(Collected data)
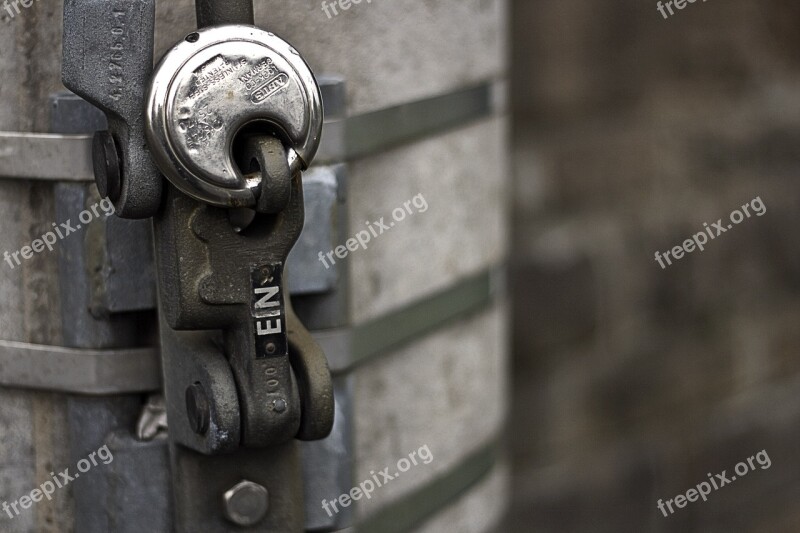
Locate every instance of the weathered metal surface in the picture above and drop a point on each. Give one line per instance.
(69, 158)
(82, 371)
(108, 51)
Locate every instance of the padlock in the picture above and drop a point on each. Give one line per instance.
(213, 88)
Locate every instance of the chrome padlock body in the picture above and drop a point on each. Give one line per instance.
(213, 84)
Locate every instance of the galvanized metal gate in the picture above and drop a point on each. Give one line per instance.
(412, 322)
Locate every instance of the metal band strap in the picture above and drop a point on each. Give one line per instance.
(120, 371)
(423, 316)
(411, 511)
(82, 371)
(59, 157)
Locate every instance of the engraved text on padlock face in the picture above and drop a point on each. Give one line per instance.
(208, 88)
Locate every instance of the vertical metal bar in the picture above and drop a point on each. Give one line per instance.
(215, 12)
(102, 499)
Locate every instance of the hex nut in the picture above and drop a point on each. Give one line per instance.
(246, 503)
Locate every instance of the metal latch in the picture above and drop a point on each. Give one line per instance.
(231, 116)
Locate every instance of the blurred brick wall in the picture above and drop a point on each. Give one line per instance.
(633, 382)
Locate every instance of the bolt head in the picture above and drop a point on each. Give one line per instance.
(105, 159)
(246, 503)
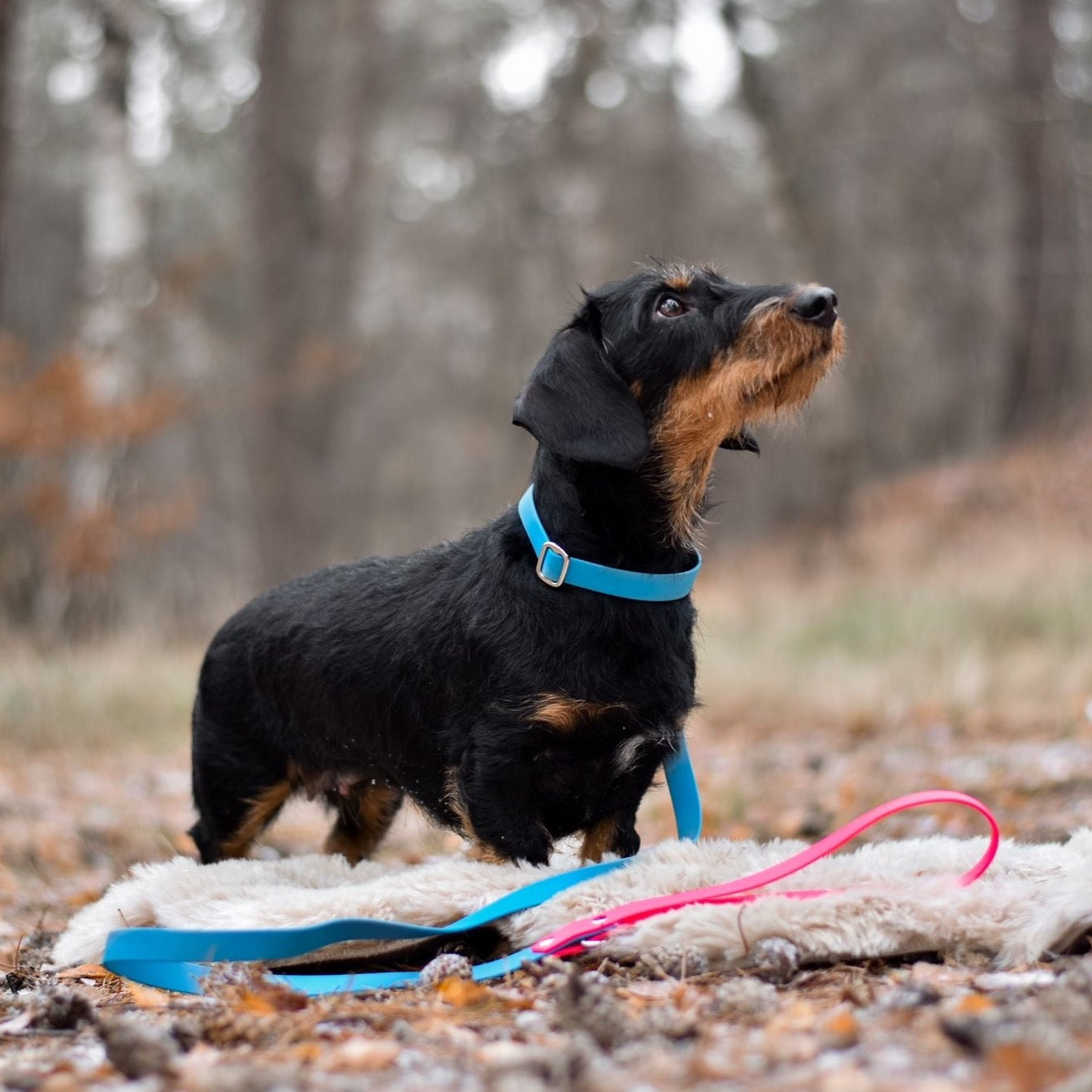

- _What is being asked_
Every line above should be retyped exactly; the pictures do not belong in the copy.

- _Solution to this exercise_
Locate every instance of the weathered metal surface in the picture above and drop a point on each. Give one line per instance.
(69, 158)
(82, 371)
(108, 51)
Locate every instance of the padlock in the picture above and drop a point on each. Give one line per instance.
(213, 88)
Locate every instance of the chrome padlock body in the picture above and drop a point on each. Give one line per instance.
(213, 84)
Locate every instance of the galvanized metal gate in the picture above and drop a point on each. Give one line per instance.
(412, 322)
Locate every instance of the metal band strap in the picture above and drop a point on each. Give one line per instance.
(120, 371)
(423, 316)
(411, 511)
(82, 371)
(59, 157)
Locate every instance of the engraved text on padlock face in the picture above and drop a point on each. Give one line per instance.
(208, 88)
Locate every instance of the vertical metal bar in the picture above and drop a point on each. Give one line per instance.
(215, 12)
(102, 499)
Locate every instance of the hex nut in the picture above and drop a point on each. Give one line per instance.
(246, 503)
Locate every instance of the metal latch in the picture above and drop a point on each. Give one line per instance.
(231, 116)
Locate every instance of the blurred brick wall in the picture above and drop a point on each. Give one line per instance.
(633, 382)
Locate every instance of the bolt head in the picture above and drop a point on each. Give one line per instance.
(105, 159)
(246, 503)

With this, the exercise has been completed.